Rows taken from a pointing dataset
- - - - -

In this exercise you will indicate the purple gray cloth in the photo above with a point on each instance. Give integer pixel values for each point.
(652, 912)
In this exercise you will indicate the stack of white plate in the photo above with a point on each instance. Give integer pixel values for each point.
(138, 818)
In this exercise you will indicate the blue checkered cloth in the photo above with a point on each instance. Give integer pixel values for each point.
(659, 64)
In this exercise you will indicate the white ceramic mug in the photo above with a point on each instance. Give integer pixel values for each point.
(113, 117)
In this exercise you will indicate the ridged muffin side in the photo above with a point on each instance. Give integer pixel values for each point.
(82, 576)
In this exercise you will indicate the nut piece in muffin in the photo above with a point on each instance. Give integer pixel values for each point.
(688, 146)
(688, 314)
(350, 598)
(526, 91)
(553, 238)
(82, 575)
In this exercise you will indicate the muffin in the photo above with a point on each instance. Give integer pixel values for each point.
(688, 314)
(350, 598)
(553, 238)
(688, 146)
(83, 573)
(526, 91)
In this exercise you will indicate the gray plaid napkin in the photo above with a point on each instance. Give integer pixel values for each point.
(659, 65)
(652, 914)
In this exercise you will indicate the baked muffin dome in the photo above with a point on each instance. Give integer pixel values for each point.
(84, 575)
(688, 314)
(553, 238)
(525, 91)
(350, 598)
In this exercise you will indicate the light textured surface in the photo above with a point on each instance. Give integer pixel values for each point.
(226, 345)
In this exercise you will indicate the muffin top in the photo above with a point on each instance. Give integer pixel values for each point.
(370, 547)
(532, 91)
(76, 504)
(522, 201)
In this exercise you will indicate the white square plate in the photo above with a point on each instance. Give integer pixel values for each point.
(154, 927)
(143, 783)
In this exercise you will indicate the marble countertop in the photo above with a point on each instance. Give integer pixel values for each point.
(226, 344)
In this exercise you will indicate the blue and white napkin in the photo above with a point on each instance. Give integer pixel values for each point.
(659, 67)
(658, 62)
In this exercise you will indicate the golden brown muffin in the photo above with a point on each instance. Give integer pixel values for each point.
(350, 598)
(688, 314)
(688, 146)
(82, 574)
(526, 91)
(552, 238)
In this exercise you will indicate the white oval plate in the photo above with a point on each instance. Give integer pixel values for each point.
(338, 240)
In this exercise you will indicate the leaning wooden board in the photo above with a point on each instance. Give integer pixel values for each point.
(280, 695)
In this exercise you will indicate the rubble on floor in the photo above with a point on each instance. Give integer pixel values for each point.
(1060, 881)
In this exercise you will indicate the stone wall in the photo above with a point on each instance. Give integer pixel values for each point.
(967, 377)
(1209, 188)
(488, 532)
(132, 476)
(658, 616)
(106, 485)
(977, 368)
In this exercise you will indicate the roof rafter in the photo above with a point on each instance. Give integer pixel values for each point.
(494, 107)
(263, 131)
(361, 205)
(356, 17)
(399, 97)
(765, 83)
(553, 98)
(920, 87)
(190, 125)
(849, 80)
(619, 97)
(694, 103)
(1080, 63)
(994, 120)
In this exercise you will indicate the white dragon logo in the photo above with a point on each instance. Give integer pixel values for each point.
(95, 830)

- - - - -

[Problem to solve]:
Lay out every line of the records above as a numbered list, leaving out any blank lines.

[Solved problem]:
1. In this exercise you will indicate the purple gray cloth in the photo above with a point on each instance. Give integer pixel values for each point.
2. (652, 912)
3. In this exercise you will indicate the stack of white plate in the photo above with a point on each instance. Give integer pixel values for each point.
4. (138, 818)
5. In this exercise you will indicate the blue checkered cloth in the photo above with a point on each instance. Give integer pixel values for each point.
6. (659, 64)
7. In this exercise you will indicate the white ceramic mug in the photo above with a point on each instance. Give integer pixel values for each point.
8. (113, 117)
9. In this exercise you will indicate the ridged muffin side in the photo above with a point on each instance. Give integer pixel values for each point.
10. (82, 576)
11. In this exercise you will indicate the nut piece in muffin in the photo above with a point on each instance. Give integer pixel values for each point.
12. (688, 146)
13. (688, 314)
14. (350, 598)
15. (526, 91)
16. (553, 238)
17. (82, 575)
18. In this exercise you will indicate the muffin in the photo above with a point on each instance. Give integer pixel values for each point.
19. (688, 314)
20. (350, 598)
21. (553, 238)
22. (688, 146)
23. (83, 573)
24. (526, 91)
25. In this exercise you will indicate the gray plaid napkin in the photo above with a point on each instance. Give integer pixel values for each point.
26. (659, 65)
27. (652, 914)
28. In this exercise you will indicate the baked muffin dome in the photo above with a point on each instance. Give integer pixel values for each point.
29. (84, 575)
30. (688, 314)
31. (553, 238)
32. (525, 91)
33. (350, 598)
34. In this exercise you will indicate the light textured surface in the photo above with a point on each instance. Give integer pixel values for each point.
35. (226, 345)
36. In this exercise you will indicate the muffin top in the photo above with a point on each instance. Give integer pixel values for each point.
37. (370, 547)
38. (532, 91)
39. (76, 504)
40. (522, 201)
41. In this exercise you will indicate the white square plate in the photo above with a point on each instance. Give integer pixel values for each point.
42. (154, 927)
43. (143, 783)
44. In this exercise you will indicate the marble countertop in the photo above with a point on each instance. Give integer pixel values for each point.
45. (226, 344)
46. In this exercise you will indicate the blue and white napkin in the photo above with a point on each instance. Give integer pixel values for each point.
47. (659, 67)
48. (658, 62)
49. In this exercise you will indicate the golden brown muffin in the photo above with a point on each instance. Give integer pixel values for each point.
50. (350, 598)
51. (688, 314)
52. (688, 146)
53. (82, 574)
54. (526, 91)
55. (552, 238)
56. In this exercise you will indicate the white oval plate in the photo above with a point on each instance. Give integer pixel values for each point.
57. (338, 240)
58. In this exercise you will indicate the leaning wooden board in the photo above with a point on each instance. Give integer pixel values for each point.
59. (280, 695)
60. In this exercise you will indicate the rubble on floor in the photo above with a point on each instance. Give integer pixel values for each point.
61. (1060, 881)
62. In this exercise you will indicate the stone wall in the photo above with a point on each instance. Give integer pixel values for each point.
63. (967, 377)
64. (1209, 188)
65. (488, 532)
66. (132, 476)
67. (658, 616)
68. (106, 485)
69. (977, 368)
70. In this exercise you will indicate the roof rafter in the photo above with a point on each instance. Give integer pixel values for each point.
71. (494, 107)
72. (263, 131)
73. (361, 205)
74. (356, 17)
75. (399, 97)
76. (765, 83)
77. (553, 98)
78. (920, 87)
79. (190, 125)
80. (849, 80)
81. (619, 97)
82. (694, 103)
83. (1080, 63)
84. (994, 120)
85. In this exercise you will indicate the white dragon logo in the photo above with a point on each instance. Give integer pixel values for each point.
86. (95, 830)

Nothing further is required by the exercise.